> [Text section]:
Arkansas' state flag flying before a cloudless sky.

Adam Bartlett

Officials in Arkansas have taken the first steps in the implementation of the state’s newly minted medical cannabis program, according to a Free Weekly report. Gov. Ava Hutchinson is asking for $3 million to fund the program’s rollout and over the course of the next month the governor, along with legislative leaders, will start appointing the five members to the newly formed Medical Marijuana Commission.

“The people voted this in and I intend to implement it according to the will of the people of Arkansas,” Hutchinson, a former DEA director, said in an Associated Press report. “But the people of Arkansas expect me to do it right, to do it in a way that protects our children and to do it in a way that minimizes the problems we’ve been very concerned about. That’s what the regulations are about.”

> [Instructions]:
**A.** How much money is Gov. Ava Hutchinson requesting for the rollout of the medical cannabis program, according to the Arkansas cannabis article?
**B.** In one to three sentences, explain why Hutchinson says the regulations are needed, using the reason given in the Arkansas cannabis article.
**C.** Extend the article on Arkansas's medical cannabis program, starting after its final sentence.

> [Extracted records]:
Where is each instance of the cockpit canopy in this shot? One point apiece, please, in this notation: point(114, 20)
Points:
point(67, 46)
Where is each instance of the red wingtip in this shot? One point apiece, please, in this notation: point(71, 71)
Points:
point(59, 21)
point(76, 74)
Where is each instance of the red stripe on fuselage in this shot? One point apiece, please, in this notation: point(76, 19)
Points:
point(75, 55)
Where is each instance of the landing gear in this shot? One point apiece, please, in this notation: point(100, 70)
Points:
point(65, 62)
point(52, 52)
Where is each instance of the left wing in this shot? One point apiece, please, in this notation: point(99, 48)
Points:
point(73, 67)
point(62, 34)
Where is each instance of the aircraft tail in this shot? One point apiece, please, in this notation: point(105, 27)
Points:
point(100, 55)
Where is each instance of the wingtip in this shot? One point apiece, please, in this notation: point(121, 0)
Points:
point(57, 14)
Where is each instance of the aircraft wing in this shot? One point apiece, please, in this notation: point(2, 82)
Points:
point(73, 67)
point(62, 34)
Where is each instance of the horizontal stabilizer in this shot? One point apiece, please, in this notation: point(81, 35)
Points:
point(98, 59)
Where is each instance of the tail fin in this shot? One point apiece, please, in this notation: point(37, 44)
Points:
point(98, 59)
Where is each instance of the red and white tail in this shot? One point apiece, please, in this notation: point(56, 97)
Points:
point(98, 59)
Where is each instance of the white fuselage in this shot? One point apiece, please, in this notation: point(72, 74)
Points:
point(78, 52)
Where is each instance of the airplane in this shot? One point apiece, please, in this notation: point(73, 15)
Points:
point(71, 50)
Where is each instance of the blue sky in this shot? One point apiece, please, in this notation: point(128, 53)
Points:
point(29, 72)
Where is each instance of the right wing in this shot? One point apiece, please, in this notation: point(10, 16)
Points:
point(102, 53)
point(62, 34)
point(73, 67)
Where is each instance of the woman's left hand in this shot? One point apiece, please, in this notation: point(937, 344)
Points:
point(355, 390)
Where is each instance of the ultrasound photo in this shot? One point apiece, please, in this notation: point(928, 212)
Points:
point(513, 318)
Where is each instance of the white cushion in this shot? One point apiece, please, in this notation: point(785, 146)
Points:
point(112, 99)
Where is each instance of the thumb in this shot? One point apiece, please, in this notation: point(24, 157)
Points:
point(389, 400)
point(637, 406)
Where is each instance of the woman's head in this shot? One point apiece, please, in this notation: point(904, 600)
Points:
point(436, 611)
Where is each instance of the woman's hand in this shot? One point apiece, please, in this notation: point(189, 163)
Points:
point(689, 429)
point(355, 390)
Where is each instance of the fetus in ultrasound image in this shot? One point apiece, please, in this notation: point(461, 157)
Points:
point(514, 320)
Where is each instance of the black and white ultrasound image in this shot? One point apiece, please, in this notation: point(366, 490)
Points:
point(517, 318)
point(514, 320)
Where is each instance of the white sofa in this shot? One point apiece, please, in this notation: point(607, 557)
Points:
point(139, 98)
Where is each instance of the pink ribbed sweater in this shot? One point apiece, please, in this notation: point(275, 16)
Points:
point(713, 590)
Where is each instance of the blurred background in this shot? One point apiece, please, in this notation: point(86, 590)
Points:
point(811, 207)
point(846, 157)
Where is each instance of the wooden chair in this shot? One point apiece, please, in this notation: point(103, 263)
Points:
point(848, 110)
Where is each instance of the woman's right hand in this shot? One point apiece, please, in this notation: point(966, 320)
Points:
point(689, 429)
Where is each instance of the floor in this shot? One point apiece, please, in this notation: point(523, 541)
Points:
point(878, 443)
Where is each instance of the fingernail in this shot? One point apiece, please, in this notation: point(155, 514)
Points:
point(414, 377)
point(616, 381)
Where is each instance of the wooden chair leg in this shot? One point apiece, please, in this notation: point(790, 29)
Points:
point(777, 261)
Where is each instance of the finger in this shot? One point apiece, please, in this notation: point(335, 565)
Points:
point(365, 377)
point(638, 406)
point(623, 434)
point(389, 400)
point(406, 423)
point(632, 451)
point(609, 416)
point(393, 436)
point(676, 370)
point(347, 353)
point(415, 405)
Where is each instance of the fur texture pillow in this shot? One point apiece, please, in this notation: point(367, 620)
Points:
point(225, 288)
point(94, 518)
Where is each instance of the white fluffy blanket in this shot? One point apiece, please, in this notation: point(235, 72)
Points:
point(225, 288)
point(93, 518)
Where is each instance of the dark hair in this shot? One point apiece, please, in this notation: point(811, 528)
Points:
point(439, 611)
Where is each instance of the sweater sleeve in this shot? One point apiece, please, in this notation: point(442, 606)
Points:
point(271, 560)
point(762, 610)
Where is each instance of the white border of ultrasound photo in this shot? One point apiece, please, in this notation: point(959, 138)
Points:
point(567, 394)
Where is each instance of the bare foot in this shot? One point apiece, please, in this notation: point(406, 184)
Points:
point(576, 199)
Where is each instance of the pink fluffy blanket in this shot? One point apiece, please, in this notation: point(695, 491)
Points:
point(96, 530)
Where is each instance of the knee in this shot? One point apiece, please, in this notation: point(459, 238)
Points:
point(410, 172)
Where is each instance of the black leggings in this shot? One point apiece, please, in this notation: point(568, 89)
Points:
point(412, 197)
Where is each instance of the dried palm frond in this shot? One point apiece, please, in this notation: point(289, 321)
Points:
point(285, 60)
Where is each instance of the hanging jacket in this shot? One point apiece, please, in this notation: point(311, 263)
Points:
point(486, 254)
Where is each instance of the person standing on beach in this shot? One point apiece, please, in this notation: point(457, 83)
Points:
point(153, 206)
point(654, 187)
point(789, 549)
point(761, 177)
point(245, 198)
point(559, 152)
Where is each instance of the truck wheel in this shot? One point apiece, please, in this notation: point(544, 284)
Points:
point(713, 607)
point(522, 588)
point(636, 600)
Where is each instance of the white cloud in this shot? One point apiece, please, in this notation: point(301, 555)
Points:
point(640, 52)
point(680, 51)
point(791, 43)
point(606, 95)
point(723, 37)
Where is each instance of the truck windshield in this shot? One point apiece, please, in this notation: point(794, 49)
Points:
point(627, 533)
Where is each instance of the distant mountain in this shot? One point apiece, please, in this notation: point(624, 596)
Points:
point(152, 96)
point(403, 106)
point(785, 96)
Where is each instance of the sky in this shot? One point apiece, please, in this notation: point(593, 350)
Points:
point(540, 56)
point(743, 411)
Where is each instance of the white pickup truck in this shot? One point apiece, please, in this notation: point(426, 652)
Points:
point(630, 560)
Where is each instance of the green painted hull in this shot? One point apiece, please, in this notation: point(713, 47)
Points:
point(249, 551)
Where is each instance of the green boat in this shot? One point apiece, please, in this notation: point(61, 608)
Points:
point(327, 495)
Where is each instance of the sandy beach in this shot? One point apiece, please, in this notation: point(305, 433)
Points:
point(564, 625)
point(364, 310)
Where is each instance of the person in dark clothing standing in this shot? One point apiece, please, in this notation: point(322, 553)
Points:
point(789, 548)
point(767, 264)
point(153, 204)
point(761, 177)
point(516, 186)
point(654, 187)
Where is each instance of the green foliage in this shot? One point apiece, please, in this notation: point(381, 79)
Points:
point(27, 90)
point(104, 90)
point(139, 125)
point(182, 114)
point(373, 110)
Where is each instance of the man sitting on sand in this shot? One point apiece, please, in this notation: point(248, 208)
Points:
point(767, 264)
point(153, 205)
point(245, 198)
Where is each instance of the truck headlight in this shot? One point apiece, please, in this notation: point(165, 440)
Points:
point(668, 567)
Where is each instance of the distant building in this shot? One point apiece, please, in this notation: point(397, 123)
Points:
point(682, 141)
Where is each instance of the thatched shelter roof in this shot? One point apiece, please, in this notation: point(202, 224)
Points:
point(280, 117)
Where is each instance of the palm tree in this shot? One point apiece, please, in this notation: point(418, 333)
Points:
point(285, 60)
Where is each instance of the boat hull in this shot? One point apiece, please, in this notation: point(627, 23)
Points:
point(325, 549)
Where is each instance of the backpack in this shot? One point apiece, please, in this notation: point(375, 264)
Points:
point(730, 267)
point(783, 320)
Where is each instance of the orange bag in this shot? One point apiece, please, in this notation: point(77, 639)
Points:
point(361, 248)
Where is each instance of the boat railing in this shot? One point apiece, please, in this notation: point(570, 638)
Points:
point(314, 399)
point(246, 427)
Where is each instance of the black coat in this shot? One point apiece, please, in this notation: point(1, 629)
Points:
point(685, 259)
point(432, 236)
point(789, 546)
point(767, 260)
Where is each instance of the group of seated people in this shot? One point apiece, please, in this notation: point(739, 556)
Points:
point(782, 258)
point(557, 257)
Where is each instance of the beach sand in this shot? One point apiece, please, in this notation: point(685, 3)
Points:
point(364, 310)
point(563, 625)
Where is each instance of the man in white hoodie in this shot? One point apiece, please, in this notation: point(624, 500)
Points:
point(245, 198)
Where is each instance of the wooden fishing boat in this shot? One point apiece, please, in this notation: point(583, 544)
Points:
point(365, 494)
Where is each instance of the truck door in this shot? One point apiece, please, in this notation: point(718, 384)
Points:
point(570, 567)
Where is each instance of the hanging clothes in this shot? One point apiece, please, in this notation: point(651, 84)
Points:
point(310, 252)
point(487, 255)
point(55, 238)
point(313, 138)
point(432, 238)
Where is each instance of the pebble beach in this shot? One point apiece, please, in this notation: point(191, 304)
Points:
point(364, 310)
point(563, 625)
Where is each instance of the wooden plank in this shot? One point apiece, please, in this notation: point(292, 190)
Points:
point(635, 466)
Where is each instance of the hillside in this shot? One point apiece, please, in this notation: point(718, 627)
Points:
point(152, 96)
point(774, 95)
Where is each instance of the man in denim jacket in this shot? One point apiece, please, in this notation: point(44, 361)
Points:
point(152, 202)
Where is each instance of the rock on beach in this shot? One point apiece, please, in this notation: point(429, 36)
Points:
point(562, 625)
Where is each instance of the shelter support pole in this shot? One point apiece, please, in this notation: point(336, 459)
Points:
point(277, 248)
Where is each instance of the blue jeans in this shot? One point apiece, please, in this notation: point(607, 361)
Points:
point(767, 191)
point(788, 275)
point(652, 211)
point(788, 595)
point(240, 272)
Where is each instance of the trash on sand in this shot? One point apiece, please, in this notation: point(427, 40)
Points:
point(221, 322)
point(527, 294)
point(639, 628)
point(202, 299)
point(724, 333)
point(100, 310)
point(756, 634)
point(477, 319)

> [Written answers]:
**A.** $3 million.

**B.** Hutchinson says the people of Arkansas expect the program to be done right. That means protecting children and minimizing the problems officials have been concerned about, and the regulations are meant to achieve this.

**C.**
Under the law, the commission, along with the state Department of Health and Beverage Control Division, has to begin accepting dispensary applications in June 2017, leaving officials until about March to devise the program’s rules and regulations. The amendment permits for between 20 and 40 dispensaries, with no more than four in a single county, testing labs and cultivation licenses.

Just 12 conditions qualify for medical cannabis use in the state — including post-traumatic stress disorder, Tourette’s, Alzheimer’s, HIV/AIDS and cancer — and patients can apply for a state-issued certification allowing them to purchase cannabis from a dispensary. Patients could also choose to designate a caregiver to obtain their cannabis for them. Neither patients nor caregivers can purchase more than 2.5 ounces within a 14 day timeframe and the Health Department is responsible for adding any additional conditions.

Meanwhile, some opponents are shifting their focus from any repeal effort — which would require a two-thirds vote by the legislature — to adding restrictions on advertising and zoning options for municipalities.

The measure does not allow Lawmakers to pass any legislation to limit the number of dispensaries or rescind the voter-backed constitutional amendment.